Perhaps one of these days I’ll compile a list of my favorites. It’ll be a long one and constantly revised, an evolving work in progress. Until then, if you’re interested, I list all the books I read on the Reading List page here on my blog. And if you feel so inclined, feel free to share some of your favorite titles with me. I’m always looking for new authors to discover.

RB

April 1

How Many Drafts?

I was recently speaking with another writer and they asked me how many drafts I usually go through on an average short story. I had to think about that one for a few minutes. I mean, we kept talking…there wasn’t a five minute gap of awkward silence. I told him I’d have to get back to him on that one.

So I started running through the past handful of stories I’d written and thought about my process. Generally, the first draft goes quickly. I don’t begin writing until I at least have the first page or two in mind. Once I get to that point the gears are rolling and the rest of the first draft comes out in a rush of words. It might take me a couple of days, maybe a week, to get it all out, but that’s due to time constraints.

After that, I usually let the story sit for a week or two. I don’t like to re-read or begin editing the first draft until I’ve had some time away from it. By the time the first draft is finished I feel like I’m too close to the story and need that time away to get some perspective. It’s like being in a relationship. You love to be with this other person, but sometimes it’s good to spend a little time apart so you can miss them and think about how awesome they are.

When it comes to rewriting, every writer has their own method of madness. For me, I do a read through of a printed copy of the first draft with red pen in hand. I prefer paper because I find it easier to make notes in the margins and I’m less inclined to begin rewriting before I’m ready. Once I make my initial edits, I open the file on my MacBook and make the first pass. This is mostly going to be superficial edits, like cleaning up some ideas, fixing spelling and grammar errors, maybe giving my characters proper names (I use filler names on the first draft).

After I’m done with that, then I give it another read through and begin thinking about the plot, the overall arc, and the ending. One thing about my stories, it’s very rare for the original ending to make it all the way to the final draft. I find that by the second or third draft I’ve made some changes to the story that require the ending to change. I’m not sure if this is true for other writers, but it seems to be my modus operandi. I may have a specific ending in mind at the beginning, but I always let the story dictate where things end up. It may be neat and tidy or it may be messy and ugly, but I don’t decide that. It’s all up to the story.

• _Explore the material_:
1. From the blog post above about drafting short stories, list the superficial edits the writer makes during the first pass on the computer.
2. Continue the blog post about drafting short stories above, picking up after its final sentence.

• _Stored records_:
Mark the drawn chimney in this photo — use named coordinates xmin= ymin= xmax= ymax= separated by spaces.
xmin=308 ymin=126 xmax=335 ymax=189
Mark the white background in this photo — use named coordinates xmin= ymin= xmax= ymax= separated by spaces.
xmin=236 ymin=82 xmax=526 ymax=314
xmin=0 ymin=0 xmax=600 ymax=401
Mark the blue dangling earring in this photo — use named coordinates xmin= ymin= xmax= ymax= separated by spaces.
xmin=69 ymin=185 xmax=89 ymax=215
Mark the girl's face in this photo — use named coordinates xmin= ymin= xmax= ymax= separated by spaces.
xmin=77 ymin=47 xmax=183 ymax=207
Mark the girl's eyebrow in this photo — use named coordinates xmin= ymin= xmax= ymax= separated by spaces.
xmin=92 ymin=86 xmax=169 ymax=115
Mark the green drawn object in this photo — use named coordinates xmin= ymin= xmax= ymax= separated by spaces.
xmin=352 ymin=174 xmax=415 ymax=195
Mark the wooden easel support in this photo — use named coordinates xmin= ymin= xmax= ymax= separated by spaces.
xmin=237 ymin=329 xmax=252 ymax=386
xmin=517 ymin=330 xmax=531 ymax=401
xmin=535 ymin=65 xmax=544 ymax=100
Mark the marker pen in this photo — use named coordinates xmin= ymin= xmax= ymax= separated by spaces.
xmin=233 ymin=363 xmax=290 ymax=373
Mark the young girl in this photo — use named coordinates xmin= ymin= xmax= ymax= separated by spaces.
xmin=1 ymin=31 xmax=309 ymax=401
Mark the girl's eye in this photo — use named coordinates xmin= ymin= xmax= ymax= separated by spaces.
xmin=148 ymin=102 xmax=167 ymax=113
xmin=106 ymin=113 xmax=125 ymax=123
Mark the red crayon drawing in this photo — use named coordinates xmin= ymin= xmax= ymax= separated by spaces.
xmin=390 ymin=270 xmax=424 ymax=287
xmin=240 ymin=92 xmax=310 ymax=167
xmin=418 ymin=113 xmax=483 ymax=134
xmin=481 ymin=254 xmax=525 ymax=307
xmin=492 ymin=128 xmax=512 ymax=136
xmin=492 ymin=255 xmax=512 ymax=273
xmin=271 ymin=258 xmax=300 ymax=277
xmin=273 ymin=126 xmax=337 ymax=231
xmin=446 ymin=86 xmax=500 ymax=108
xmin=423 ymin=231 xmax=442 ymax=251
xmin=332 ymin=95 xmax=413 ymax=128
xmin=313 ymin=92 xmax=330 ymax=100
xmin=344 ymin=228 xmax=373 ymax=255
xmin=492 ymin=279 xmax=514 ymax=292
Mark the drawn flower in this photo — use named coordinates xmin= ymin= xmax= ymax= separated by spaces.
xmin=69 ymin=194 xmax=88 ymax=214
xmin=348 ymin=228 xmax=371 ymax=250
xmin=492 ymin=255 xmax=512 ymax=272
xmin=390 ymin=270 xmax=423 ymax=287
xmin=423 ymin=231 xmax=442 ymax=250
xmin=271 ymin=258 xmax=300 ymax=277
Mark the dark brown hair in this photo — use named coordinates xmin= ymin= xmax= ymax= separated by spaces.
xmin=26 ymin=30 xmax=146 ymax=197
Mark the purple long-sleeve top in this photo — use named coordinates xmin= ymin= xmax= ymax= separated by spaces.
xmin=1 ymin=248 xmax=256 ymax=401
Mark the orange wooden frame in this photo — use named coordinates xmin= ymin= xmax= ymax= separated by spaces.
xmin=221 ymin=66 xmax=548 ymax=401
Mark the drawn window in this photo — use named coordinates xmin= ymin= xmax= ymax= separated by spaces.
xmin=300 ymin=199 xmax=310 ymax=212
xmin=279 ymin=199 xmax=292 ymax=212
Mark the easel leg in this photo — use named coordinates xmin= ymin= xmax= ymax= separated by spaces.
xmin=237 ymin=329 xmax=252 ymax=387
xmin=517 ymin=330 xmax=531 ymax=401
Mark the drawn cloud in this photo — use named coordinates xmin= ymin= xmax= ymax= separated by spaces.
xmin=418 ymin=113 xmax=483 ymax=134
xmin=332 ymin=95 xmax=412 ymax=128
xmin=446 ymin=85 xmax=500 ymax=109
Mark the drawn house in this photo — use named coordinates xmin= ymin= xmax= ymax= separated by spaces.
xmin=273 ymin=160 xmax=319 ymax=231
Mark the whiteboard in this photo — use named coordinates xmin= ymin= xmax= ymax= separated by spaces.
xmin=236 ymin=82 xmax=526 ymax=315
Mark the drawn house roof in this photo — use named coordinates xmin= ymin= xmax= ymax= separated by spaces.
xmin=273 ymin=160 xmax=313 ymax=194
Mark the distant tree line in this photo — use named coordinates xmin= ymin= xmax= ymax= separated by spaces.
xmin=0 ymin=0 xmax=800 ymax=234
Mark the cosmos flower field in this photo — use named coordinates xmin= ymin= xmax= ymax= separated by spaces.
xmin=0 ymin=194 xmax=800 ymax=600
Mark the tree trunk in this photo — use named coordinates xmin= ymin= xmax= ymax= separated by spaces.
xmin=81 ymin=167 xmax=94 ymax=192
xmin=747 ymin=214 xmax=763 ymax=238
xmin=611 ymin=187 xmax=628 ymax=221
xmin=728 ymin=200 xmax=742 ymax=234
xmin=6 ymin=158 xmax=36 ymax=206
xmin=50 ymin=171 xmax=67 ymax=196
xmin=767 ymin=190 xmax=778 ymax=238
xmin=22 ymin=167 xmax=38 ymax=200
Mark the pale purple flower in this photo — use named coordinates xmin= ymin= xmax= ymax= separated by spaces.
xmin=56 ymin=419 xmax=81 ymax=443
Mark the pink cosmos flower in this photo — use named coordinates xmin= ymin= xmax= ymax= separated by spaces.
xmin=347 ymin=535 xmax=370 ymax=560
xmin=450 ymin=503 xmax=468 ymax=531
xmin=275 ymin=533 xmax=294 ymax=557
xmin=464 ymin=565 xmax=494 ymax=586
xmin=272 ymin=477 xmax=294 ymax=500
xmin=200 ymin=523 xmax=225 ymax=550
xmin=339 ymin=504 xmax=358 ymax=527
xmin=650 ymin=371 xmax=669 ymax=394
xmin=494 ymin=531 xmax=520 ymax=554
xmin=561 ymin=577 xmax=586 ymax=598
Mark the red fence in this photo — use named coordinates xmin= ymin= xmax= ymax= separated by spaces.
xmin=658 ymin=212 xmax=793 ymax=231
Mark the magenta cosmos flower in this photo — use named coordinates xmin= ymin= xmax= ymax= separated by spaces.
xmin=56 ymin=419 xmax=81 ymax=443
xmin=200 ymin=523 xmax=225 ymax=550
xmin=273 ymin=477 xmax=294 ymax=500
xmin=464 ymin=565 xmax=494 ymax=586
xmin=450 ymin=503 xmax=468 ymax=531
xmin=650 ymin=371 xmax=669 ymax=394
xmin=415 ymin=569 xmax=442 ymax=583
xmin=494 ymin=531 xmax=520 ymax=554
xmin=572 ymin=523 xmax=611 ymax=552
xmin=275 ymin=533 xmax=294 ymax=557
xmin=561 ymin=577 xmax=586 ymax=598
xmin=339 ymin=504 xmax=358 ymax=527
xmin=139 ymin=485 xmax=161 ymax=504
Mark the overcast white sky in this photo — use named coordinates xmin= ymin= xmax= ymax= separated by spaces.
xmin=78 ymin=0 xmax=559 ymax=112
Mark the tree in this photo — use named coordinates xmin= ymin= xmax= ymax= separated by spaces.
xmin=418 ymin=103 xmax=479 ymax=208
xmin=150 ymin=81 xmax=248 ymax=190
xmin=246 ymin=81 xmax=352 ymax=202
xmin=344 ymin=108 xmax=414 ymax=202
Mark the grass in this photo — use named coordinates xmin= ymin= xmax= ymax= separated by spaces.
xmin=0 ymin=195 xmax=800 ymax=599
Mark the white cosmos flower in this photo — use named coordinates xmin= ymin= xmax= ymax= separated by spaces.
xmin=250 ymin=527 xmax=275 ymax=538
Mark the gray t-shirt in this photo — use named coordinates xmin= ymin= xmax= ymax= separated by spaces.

• _Outputs in order_:
1.
- Cleaning up some ideas
- Fixing spelling and grammar errors
- Giving the characters proper names

2.
The second draft is where the heavy changes come into play. This is the point where I make sure things tie together, that my characters are chasing their wants or needs, and that things tie up the way the story requires. Once I’ve made my second pass, I let it rest again. At least a week, but there are times when drafts have sat for years. Sometimes it’s due to other stories taking my attention, or maybe just life in general. But that time away from it always helps.

Third draft? Sometimes. I’m sure there are people who would argue that my stories could use a third or fourth or fifth draft, but I find that by the time I hit the second draft the story is there. I’m also one of those writers that believes there’s such a thing as too many rewrites. Overkill. My stories are never perfect and they never appear on the page quite like they do in my head. But I’m not going to fuss over it and spend an abundance of time trying to get it just right. Why? Because I’ll never be completely happy with it. I know this and I accept it. The best thing I can do is write a good story, make sure it’s close to how I imagined it, then cut it loose.

In the end, it comes down to the individual writer. We all have our own methods for writing and editing. Sure, we probably all start out following some specific method, but over time we find what works best for us. That’s really all that matters. Tell the story your way. Write the story your way.